# Short task:
Count the lines in the listing below that contain the string "utility", treating uppercase and lowercase as different, and reply with only the number.

Part of a data file:
-------------------------
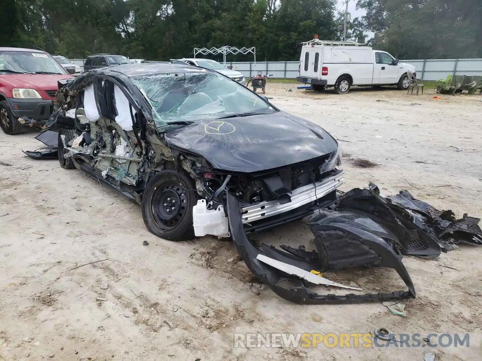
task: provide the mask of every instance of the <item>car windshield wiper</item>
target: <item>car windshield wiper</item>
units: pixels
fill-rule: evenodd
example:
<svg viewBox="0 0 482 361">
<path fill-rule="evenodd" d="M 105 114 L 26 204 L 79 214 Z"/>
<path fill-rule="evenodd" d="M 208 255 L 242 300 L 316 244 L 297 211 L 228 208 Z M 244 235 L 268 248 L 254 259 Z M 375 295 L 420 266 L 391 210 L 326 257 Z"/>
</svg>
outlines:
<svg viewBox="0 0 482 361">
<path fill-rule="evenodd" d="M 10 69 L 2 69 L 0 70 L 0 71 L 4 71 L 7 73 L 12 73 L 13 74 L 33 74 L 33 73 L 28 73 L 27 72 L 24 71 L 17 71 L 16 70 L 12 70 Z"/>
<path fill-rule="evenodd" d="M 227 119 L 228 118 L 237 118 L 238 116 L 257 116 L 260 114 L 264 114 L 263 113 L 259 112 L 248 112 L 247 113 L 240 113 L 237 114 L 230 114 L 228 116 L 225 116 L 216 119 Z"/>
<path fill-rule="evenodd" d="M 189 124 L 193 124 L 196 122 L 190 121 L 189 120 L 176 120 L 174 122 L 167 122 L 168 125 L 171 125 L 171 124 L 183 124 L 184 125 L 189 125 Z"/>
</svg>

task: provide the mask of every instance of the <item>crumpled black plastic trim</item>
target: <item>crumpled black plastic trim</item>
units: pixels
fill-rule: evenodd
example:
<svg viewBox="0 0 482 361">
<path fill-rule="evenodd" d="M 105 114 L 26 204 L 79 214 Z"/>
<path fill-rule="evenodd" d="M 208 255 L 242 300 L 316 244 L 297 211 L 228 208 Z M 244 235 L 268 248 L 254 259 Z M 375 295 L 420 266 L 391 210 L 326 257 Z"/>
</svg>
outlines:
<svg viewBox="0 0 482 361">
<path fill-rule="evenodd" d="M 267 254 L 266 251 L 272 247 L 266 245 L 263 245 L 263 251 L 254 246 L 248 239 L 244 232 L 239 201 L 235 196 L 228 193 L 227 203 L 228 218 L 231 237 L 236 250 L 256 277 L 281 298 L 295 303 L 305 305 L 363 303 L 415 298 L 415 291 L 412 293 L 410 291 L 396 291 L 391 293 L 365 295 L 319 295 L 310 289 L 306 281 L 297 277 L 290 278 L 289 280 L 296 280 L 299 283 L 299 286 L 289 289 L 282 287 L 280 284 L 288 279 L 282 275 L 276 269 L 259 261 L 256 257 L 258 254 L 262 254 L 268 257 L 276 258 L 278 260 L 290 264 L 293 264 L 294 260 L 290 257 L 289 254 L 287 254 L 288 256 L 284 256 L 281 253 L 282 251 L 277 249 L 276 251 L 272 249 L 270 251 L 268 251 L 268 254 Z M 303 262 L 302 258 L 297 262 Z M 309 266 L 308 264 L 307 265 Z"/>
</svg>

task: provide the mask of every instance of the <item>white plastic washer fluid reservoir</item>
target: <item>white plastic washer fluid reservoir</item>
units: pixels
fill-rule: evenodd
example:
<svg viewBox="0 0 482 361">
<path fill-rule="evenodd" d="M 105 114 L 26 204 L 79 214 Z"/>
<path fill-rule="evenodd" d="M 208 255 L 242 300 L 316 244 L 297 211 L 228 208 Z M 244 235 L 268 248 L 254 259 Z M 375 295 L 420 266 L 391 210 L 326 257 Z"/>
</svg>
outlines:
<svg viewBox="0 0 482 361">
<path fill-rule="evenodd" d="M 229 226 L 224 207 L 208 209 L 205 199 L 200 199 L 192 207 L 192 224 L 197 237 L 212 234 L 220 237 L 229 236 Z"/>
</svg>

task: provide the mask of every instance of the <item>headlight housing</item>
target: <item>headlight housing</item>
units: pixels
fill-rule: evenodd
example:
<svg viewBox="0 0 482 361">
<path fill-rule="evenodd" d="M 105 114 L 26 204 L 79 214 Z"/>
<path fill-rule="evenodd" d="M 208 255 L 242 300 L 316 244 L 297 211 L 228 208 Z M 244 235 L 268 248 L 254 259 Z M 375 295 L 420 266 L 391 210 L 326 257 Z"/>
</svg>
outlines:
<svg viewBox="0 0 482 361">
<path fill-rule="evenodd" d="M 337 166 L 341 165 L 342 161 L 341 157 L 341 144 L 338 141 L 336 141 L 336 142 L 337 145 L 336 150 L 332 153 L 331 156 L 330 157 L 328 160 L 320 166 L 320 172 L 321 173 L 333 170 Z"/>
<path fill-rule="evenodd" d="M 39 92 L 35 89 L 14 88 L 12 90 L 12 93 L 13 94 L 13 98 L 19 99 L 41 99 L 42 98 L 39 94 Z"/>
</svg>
-------------------------
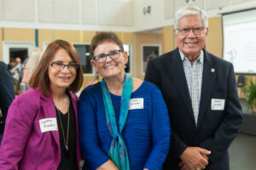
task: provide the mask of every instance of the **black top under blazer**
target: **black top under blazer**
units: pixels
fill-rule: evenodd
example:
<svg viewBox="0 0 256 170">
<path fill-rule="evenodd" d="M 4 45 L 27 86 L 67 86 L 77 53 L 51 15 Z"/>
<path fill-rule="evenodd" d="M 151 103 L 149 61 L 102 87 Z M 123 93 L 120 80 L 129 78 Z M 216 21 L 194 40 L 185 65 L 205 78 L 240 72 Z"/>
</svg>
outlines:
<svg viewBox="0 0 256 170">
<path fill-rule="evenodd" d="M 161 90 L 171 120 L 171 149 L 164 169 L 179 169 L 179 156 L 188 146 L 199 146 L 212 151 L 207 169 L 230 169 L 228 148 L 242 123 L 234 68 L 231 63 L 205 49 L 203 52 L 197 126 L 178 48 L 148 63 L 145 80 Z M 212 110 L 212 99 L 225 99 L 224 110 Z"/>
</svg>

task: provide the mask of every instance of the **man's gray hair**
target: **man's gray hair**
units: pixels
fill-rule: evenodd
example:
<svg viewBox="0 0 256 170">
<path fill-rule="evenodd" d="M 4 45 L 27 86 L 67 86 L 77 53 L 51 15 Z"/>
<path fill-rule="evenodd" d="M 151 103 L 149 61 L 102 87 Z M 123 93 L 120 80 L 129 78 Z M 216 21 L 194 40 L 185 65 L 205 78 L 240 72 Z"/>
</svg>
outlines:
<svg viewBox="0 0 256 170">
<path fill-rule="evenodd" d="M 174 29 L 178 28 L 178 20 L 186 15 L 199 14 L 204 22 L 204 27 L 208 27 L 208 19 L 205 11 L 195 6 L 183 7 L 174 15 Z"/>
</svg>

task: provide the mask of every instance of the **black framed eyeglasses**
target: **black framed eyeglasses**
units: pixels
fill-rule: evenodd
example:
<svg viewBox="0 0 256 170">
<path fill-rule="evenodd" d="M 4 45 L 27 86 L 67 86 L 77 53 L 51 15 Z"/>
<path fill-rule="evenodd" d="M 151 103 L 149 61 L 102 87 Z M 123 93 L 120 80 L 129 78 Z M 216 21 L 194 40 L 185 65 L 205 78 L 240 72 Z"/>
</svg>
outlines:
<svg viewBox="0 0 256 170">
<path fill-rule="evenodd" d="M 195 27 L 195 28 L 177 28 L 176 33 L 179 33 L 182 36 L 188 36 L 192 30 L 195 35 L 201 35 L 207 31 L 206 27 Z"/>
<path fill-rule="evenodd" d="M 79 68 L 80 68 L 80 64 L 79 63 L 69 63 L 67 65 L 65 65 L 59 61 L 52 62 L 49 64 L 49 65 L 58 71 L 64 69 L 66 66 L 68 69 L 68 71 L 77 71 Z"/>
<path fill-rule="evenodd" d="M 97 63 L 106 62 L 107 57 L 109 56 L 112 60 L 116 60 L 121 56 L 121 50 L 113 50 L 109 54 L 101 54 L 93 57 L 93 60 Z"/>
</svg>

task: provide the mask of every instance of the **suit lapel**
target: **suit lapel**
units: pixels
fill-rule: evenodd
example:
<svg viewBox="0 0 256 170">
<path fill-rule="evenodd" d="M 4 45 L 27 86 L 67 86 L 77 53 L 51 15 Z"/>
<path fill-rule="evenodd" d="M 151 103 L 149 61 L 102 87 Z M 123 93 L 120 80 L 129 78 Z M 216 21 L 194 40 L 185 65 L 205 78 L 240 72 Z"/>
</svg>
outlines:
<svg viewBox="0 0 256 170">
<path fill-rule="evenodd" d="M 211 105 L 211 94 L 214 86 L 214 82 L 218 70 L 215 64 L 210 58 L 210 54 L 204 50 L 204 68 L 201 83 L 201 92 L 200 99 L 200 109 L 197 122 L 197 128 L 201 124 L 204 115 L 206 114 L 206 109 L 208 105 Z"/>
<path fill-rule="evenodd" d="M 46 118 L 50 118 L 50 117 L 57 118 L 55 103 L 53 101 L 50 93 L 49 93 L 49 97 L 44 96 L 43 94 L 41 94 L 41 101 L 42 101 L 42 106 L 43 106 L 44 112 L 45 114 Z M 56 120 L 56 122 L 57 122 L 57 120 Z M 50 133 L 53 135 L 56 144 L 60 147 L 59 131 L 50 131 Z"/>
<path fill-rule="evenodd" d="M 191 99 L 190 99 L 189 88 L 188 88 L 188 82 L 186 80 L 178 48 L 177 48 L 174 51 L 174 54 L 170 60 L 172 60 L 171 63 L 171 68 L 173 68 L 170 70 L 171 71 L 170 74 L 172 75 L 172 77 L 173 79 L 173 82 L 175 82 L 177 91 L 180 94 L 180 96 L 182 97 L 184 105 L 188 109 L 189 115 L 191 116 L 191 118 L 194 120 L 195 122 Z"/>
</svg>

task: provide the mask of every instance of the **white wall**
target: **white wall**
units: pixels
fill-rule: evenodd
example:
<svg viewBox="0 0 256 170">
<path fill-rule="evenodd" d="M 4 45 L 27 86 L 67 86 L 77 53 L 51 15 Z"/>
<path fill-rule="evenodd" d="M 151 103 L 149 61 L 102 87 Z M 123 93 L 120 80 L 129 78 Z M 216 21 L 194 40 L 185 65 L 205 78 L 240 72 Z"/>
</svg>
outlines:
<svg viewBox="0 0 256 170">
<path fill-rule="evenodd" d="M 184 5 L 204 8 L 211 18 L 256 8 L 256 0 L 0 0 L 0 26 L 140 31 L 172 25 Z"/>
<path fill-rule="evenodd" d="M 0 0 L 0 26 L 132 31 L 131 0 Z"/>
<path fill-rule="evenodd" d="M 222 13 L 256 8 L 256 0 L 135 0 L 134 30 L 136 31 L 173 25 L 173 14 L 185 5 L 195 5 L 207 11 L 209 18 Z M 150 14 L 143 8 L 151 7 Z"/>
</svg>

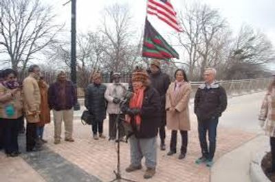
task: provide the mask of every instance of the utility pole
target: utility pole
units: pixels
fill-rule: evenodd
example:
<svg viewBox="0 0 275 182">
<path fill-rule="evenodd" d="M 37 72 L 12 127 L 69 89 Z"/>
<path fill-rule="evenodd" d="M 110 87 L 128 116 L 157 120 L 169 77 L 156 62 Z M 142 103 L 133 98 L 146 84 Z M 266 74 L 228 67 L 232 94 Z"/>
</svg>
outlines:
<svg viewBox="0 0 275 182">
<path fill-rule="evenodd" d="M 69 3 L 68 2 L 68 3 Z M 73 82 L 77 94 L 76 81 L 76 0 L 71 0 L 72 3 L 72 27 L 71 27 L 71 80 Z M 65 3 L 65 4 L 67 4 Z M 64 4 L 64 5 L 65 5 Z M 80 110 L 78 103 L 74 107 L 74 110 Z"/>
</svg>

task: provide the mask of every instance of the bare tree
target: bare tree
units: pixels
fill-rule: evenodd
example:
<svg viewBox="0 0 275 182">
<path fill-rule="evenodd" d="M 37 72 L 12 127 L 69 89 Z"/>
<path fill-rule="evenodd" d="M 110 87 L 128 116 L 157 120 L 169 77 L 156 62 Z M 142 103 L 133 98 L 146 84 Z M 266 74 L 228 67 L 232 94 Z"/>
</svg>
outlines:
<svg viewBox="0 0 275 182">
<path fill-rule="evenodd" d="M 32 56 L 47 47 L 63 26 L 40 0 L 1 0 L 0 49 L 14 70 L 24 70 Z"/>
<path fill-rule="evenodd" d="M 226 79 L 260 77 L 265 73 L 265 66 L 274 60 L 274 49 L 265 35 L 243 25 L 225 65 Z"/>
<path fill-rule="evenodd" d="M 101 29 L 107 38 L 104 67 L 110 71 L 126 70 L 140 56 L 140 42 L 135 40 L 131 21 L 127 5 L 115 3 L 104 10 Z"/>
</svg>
-------------------------
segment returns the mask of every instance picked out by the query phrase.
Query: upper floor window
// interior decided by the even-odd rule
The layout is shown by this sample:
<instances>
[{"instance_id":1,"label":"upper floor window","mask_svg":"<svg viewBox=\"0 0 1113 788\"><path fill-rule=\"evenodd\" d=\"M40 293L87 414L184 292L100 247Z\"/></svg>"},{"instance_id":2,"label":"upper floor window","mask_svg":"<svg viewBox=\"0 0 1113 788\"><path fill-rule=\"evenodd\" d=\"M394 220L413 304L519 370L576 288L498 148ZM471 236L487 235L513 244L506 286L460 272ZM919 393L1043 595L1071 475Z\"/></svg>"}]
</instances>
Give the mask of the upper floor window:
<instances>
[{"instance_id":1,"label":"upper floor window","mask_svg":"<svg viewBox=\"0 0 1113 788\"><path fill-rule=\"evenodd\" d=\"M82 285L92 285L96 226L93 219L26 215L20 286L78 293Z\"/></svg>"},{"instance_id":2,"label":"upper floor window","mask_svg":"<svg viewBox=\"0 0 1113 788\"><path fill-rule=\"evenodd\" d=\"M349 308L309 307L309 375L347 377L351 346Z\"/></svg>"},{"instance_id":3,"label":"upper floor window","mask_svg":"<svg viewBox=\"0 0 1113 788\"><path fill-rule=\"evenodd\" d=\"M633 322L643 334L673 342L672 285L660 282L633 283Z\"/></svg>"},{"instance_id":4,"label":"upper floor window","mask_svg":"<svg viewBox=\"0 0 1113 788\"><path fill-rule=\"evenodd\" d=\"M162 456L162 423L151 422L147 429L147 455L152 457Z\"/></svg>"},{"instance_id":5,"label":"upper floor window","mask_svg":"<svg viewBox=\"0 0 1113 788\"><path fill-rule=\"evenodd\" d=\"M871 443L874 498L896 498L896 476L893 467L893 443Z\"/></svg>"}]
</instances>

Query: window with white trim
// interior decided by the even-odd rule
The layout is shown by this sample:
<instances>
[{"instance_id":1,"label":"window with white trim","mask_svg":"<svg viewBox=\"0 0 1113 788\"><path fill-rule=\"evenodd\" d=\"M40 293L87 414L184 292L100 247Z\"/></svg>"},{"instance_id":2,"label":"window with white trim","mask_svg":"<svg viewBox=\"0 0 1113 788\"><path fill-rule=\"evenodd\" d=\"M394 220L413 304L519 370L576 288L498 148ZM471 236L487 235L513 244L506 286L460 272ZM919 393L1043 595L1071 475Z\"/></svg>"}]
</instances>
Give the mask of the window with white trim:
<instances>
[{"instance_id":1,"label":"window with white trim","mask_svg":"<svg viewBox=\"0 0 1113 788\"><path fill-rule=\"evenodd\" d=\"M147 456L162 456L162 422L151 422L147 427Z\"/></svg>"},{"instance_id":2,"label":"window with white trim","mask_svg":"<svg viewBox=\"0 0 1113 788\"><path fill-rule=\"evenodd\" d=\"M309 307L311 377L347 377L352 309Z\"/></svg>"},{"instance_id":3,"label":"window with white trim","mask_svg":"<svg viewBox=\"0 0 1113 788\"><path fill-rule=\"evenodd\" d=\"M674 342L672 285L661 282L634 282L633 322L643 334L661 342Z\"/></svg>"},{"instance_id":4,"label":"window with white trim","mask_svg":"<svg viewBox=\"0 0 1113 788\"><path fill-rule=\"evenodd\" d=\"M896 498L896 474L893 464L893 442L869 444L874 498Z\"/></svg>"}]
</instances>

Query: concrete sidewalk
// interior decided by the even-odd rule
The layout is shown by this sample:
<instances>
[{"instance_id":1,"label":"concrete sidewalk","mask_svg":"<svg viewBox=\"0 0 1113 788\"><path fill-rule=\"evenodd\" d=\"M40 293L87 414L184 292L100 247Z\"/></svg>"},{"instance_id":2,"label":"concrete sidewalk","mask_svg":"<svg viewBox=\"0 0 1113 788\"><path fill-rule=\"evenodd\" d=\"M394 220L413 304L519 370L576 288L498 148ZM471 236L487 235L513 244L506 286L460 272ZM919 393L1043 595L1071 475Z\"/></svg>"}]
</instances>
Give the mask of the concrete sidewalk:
-------------------------
# Written reply:
2